■ **EXERCISE 1**
In the VCF normalization documentation below, what compression is applied to the normalized output of normalize_with_reference?
■ **EXERCISE 2**
Using the VCF normalization documentation below, say whether each statement agrees with it. Answer yes or no for each, and quote the deciding words.
(a) The downloaded reference genomes come from the 1000 Genomes Project.
(b) The default build is '37'.
(c) UnzipVCF can extract password-protected zip archives.
■ **EXERCISE 3**
Translate this sentence from the VCF normalization documentation below into Spanish: "This method takes an input VCF file and normalizes it against a reference genome using bcftools norm."

■ **SELECTED TEXT**
-=-=-

Path to the reference genome file used for normalization. Defaults to None. If None or the file does not exist, it will be downloaded automatically based on the build.

Type:: Path, optional

(See `ParallelTaskRunner` for inherited attributes.)

Note

bcftools must be installed and available in the system path

__init__(input_path: Path, output_path: Path, max_workers: int | None = None, build: str = '38', output_prefix: str = 'normalized-', reference_file: Path | None = None) → None

execute_task() → None

Execute the post-imputation normalization task with reference genome.

This method normalizes VCF files using a reference genome. If no reference file is provided, it automatically downloads the appropriate reference genome based on the build parameter.

Return type:: None
Raises:: TypeError – If output_prefix is not a string.

Notes

This method collects uncompressed dose VCF files using a pattern match and normalizes them against the reference genome. The downloaded reference genomes come from the 1000 Genomes Project.

normalize_with_reference(input_file: Path, output_prefix: str = 'normalized-') → None

Normalize a VCF file with a reference genome using bcftools.

This method takes an input VCF file and normalizes it against a reference genome using bcftools norm. The normalized output is compressed with gzip (-Oz).

Parameters:

input_file (Path) – Path to the input VCF file to be normalized.
output_prefix (str, default='normalized-') – Prefix to add to the output filename.

Returns:

The method doesn’t return a value but creates a normalized VCF file at the output_path location.

Return type:

None

Raises:

TypeError – If output_prefix is not a string.
subprocess.CalledProcessError – If the bcftools command fails.
FileNotFoundError – If the input file cannot be found.

Notes

The output filename is constructed from the output_prefix and the base name extracted from the input filename (after the first hyphen).

class ideal_genom.preprocessing.PostImputation.UnzipVCF

Bases: ParallelTaskRunner

A class for unzipping VCF (Variant Call Format) files after imputation, with support for parallel processing.

This class extends ParallelTaskRunner to efficiently extract VCF files from zip archives, including password-protected ones. It collects all zip files in the working directory and extracts their contents to the output directory.

(See `ParallelTaskRunner` for inherited attributes.)

-=-=-

■ **RECORDED DATA**
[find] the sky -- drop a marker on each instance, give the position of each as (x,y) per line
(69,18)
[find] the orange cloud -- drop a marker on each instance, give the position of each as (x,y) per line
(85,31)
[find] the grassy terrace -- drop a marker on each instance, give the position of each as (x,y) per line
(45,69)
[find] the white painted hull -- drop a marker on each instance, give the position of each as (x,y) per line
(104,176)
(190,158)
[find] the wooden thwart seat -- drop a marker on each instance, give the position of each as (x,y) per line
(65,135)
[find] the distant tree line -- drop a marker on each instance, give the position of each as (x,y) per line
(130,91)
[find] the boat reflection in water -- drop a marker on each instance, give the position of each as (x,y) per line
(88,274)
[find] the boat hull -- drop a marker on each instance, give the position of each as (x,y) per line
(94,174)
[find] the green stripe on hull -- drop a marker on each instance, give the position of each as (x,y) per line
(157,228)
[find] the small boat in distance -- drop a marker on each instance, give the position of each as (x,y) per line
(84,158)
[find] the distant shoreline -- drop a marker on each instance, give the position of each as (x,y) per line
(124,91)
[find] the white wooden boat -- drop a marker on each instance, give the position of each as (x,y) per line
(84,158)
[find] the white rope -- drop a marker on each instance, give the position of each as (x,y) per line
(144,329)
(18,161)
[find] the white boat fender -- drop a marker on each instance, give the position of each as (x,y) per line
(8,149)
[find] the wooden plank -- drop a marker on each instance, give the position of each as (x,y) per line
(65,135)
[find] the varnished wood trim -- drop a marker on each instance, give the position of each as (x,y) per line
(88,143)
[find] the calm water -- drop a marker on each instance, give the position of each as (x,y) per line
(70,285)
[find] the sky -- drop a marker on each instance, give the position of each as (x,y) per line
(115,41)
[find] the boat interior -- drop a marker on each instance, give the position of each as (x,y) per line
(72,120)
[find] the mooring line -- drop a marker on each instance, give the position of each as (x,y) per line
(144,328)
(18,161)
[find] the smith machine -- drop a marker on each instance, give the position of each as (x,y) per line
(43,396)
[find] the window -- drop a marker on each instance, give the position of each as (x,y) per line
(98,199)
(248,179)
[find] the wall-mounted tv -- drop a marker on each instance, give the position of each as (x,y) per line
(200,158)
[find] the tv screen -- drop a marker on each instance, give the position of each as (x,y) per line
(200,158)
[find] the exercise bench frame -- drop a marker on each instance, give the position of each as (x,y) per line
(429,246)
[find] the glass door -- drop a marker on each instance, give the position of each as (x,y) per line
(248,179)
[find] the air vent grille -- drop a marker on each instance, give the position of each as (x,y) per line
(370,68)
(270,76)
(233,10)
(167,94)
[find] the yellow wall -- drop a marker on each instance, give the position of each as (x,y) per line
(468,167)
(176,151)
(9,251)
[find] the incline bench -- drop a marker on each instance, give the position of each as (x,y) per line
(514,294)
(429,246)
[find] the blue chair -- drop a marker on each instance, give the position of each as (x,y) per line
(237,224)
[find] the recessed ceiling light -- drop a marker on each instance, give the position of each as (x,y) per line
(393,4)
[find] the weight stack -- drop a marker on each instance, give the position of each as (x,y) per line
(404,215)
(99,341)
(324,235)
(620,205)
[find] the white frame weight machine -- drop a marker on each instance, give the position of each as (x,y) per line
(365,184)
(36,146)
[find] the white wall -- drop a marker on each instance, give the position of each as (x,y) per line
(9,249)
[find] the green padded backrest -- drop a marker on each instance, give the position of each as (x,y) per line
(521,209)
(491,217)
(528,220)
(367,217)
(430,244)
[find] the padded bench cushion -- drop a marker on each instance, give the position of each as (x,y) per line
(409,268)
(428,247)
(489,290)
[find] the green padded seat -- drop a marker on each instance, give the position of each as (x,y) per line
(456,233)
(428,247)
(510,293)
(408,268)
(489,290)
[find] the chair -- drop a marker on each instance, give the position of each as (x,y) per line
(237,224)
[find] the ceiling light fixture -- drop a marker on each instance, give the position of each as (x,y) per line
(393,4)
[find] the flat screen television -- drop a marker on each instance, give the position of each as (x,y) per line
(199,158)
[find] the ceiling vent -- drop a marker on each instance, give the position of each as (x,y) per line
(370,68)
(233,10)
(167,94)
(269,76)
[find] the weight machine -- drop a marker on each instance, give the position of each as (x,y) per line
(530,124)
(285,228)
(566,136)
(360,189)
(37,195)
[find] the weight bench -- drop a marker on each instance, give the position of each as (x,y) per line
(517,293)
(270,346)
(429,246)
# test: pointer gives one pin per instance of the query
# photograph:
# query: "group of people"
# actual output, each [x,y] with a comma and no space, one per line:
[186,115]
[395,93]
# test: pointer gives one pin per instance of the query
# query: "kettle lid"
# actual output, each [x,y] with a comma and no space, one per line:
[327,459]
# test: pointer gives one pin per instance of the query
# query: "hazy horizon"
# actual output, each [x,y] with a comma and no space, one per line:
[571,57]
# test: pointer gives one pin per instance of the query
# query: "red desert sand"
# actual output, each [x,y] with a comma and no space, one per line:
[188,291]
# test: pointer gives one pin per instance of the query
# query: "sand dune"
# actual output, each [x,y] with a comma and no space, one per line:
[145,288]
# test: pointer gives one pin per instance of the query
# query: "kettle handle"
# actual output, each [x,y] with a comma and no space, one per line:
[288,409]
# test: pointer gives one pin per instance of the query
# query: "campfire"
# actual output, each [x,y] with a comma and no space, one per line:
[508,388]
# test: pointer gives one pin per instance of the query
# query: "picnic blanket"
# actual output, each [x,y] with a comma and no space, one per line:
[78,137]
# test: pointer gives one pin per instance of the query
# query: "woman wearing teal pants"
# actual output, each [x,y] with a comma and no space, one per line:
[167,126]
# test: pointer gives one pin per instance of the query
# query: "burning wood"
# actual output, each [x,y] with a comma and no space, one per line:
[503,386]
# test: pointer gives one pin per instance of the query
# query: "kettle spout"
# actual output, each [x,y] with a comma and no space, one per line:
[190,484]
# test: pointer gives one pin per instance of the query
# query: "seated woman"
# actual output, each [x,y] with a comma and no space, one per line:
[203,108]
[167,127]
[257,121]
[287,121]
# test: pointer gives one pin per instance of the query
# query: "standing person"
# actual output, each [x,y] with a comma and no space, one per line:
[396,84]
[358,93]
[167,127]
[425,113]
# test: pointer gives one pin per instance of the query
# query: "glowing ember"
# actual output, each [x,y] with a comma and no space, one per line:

-=-=-

■ **RESULT 1**
It is compressed with gzip (-Oz).

■ **RESULT 2**
(a) Yes: "The downloaded reference genomes come from the 1000 Genomes Project."
(b) No: "build: str = '38'"
(c) Yes: "including password-protected ones"

■ **RESULT 3**
Este método toma un archivo VCF de entrada y lo normaliza con respecto a un genoma de referencia mediante bcftools norm.